▶ [WORK TO DO] Return every line of the data below that contains the word "vest".

--- BEGIN ---

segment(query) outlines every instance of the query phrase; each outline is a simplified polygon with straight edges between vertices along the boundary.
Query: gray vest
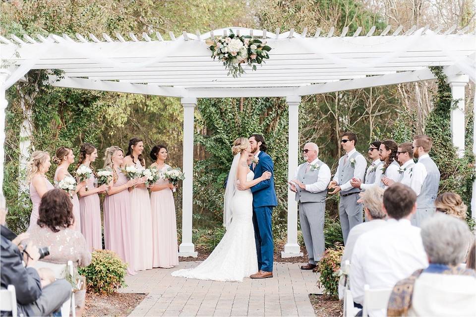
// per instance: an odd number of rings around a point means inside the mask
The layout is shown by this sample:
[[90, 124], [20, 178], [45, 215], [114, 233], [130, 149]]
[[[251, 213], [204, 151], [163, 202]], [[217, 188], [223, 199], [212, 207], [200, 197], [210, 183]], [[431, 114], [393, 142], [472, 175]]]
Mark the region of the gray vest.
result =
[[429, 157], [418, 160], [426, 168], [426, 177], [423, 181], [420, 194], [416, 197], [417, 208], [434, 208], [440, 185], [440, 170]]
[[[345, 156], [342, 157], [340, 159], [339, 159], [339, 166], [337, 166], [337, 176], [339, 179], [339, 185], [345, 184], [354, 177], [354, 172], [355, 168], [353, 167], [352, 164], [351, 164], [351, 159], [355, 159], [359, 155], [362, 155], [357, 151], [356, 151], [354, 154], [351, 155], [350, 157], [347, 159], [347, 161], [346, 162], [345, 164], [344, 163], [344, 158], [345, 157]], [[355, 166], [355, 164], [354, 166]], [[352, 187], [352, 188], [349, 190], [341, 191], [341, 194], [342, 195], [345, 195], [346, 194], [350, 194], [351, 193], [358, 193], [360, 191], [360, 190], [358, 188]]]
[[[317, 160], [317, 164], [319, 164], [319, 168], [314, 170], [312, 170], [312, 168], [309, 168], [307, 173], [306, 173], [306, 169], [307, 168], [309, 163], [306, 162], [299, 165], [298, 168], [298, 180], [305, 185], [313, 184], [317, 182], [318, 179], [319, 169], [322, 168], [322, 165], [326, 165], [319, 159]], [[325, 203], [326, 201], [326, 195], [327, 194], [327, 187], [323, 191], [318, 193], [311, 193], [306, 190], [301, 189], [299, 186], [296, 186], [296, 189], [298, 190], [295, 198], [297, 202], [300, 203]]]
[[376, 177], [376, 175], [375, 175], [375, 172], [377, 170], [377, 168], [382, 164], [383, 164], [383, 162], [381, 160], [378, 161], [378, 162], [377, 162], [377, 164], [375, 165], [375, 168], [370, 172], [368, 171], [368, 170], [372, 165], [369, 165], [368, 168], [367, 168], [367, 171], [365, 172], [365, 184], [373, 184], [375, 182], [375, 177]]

--- END ---
--- BEGIN ---

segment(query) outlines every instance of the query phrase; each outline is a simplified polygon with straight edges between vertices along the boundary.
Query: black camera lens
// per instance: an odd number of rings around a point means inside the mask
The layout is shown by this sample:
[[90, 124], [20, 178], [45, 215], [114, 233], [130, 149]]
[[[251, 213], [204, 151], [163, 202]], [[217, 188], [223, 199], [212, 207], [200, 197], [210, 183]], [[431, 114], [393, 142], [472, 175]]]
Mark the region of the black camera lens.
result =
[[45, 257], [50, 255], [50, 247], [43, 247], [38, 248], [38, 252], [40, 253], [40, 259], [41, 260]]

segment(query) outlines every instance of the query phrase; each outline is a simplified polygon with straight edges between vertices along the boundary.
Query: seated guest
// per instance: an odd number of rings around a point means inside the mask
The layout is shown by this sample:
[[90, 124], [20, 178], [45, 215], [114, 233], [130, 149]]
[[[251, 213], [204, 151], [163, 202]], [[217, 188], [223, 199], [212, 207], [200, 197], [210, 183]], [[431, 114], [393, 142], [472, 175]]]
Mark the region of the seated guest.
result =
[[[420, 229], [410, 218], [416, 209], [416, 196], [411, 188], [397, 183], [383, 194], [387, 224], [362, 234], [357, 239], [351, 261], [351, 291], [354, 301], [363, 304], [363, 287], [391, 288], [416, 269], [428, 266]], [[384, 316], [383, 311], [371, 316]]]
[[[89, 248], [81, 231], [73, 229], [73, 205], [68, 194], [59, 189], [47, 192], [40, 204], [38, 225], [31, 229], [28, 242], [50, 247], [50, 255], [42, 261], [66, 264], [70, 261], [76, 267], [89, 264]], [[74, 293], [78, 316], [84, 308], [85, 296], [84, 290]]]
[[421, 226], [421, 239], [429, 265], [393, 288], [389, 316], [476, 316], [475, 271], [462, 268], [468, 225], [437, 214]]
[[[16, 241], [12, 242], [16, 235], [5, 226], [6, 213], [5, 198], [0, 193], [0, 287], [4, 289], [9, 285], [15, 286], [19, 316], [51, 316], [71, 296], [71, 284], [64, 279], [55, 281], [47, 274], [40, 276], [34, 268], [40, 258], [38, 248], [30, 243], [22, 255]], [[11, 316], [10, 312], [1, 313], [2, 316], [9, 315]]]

--- END ---

▶ [ANSWER TO THIS PROBLEM]
Query: gray vest
Mark the region of the gray vest.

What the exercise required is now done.